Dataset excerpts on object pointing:
◇ ◇ ◇

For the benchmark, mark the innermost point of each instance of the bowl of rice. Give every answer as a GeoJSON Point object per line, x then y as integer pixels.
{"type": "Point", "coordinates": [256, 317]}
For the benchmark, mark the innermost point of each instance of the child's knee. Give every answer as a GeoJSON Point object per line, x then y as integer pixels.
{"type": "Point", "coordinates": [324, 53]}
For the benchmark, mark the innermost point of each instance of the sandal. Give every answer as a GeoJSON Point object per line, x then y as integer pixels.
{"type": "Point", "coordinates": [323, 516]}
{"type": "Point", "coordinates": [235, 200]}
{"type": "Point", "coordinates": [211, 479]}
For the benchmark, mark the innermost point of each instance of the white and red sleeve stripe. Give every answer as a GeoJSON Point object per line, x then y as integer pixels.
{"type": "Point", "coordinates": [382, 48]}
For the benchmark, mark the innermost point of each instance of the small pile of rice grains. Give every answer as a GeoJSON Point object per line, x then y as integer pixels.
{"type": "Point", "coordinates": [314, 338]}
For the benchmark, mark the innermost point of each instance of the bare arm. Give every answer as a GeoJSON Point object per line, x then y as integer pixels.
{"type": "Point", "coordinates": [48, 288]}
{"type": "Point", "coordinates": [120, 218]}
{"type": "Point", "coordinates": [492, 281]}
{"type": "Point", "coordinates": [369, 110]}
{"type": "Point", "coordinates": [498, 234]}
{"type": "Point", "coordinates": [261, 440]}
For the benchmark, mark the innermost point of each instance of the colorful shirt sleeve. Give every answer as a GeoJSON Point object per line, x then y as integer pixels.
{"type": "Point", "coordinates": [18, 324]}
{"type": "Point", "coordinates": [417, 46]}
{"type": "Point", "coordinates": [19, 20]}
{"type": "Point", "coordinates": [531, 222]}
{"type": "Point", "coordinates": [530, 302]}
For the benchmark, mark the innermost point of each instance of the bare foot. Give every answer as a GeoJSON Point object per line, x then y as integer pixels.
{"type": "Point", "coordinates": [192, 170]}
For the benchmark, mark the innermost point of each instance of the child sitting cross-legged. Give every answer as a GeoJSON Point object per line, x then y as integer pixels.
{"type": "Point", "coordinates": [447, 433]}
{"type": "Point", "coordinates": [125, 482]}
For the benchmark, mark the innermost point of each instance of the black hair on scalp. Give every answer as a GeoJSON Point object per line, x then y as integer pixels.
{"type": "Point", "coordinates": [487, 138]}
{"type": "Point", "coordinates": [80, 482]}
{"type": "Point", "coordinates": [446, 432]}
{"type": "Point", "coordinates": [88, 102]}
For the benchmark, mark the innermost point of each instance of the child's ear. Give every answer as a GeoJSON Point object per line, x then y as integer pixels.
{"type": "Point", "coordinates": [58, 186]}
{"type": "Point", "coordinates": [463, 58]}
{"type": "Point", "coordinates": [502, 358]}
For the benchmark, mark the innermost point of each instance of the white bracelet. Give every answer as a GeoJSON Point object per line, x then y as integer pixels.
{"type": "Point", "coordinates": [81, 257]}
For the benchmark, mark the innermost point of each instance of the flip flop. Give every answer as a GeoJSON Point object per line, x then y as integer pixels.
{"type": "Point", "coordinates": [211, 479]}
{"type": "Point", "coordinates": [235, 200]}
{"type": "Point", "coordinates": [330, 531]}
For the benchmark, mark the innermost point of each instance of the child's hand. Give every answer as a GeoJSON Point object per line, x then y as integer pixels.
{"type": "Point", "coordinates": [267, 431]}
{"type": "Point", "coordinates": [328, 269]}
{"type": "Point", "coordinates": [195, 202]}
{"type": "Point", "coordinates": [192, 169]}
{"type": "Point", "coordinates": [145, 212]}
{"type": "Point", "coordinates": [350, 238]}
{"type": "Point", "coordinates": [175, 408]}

◇ ◇ ◇

Aim of the exercise →
Reproduce the full listing exactly.

Exercise answer →
For the benchmark, mark the innermost point of each instance of the bowl of rice. Give every answer as a GeoJSON Point object per line, x then y as integer pixels.
{"type": "Point", "coordinates": [256, 317]}
For the benchmark, mark the innermost point of each instance of the child's knee. Give every answer as a GeoJSON Point object per line, x then y as integer pixels.
{"type": "Point", "coordinates": [324, 53]}
For the benchmark, mark the innermost point of each instance of the sandal. Give every answer as a GeoJSON Point object per line, x then y as integer pixels.
{"type": "Point", "coordinates": [323, 516]}
{"type": "Point", "coordinates": [235, 200]}
{"type": "Point", "coordinates": [211, 479]}
For the benchmark, mark the innermost point of each instance of the white and red sleeve stripe. Give every answer as a GeoJSON Point object per line, x then y as integer pixels.
{"type": "Point", "coordinates": [382, 48]}
For the benchmark, mark the innermost point of each instance of the small pile of rice grains. Give every answer as a GeoJSON Point object per line, x then y as integer pixels.
{"type": "Point", "coordinates": [314, 338]}
For the benchmark, mark the innermost point of each instance of the bare arm. Give every answer as a GeoJSON Point object per line, x then y as integer pixels.
{"type": "Point", "coordinates": [48, 288]}
{"type": "Point", "coordinates": [120, 218]}
{"type": "Point", "coordinates": [492, 281]}
{"type": "Point", "coordinates": [369, 110]}
{"type": "Point", "coordinates": [498, 234]}
{"type": "Point", "coordinates": [261, 440]}
For the benchmark, mark the innermost point of each instance of the colorful shirt sleeve. Give every answer as a GeoJSON Point object per line, x then y as integer pixels.
{"type": "Point", "coordinates": [18, 324]}
{"type": "Point", "coordinates": [417, 46]}
{"type": "Point", "coordinates": [19, 20]}
{"type": "Point", "coordinates": [531, 222]}
{"type": "Point", "coordinates": [530, 302]}
For the benchmark, mark the innermost point of each instance of the bare foot. Give every answer as a GeoJSON Point object per line, x then y as integer pixels.
{"type": "Point", "coordinates": [192, 170]}
For the benchmark, mark the innermost point of each instance of the child sitting cross-legged. Give every answer as a GeoJSON Point object per line, x then y as integer pixels.
{"type": "Point", "coordinates": [447, 433]}
{"type": "Point", "coordinates": [125, 482]}
For the benchmark, mark the innermost point of each instance of the black hair on scalp. Give every answer as a GeoJSON Point object per line, x then y as integer pixels.
{"type": "Point", "coordinates": [487, 138]}
{"type": "Point", "coordinates": [80, 482]}
{"type": "Point", "coordinates": [446, 432]}
{"type": "Point", "coordinates": [88, 102]}
For the benchmark, mark the innermost point of each instance of the child's ear. Give every answer as a GeoJSON Point object per line, x then y as integer pixels.
{"type": "Point", "coordinates": [58, 186]}
{"type": "Point", "coordinates": [463, 58]}
{"type": "Point", "coordinates": [502, 358]}
For the benchmark, mark the innermost point of each instance of the white bracelet. Give every answer as a GeoJSON Point object per line, x then y as integer pixels.
{"type": "Point", "coordinates": [81, 257]}
For the benchmark, mark the innermost point of each instance of the flip flop. Give every answer as a GeoJSON Point object per line, x then y as integer pixels.
{"type": "Point", "coordinates": [211, 479]}
{"type": "Point", "coordinates": [235, 200]}
{"type": "Point", "coordinates": [330, 531]}
For the benchmark, mark the innermost point of each instance of the child's hand. Give every answer as a GeoJSON Point object per line, x then y as integer pixels.
{"type": "Point", "coordinates": [267, 431]}
{"type": "Point", "coordinates": [328, 269]}
{"type": "Point", "coordinates": [195, 202]}
{"type": "Point", "coordinates": [192, 169]}
{"type": "Point", "coordinates": [145, 212]}
{"type": "Point", "coordinates": [350, 238]}
{"type": "Point", "coordinates": [175, 408]}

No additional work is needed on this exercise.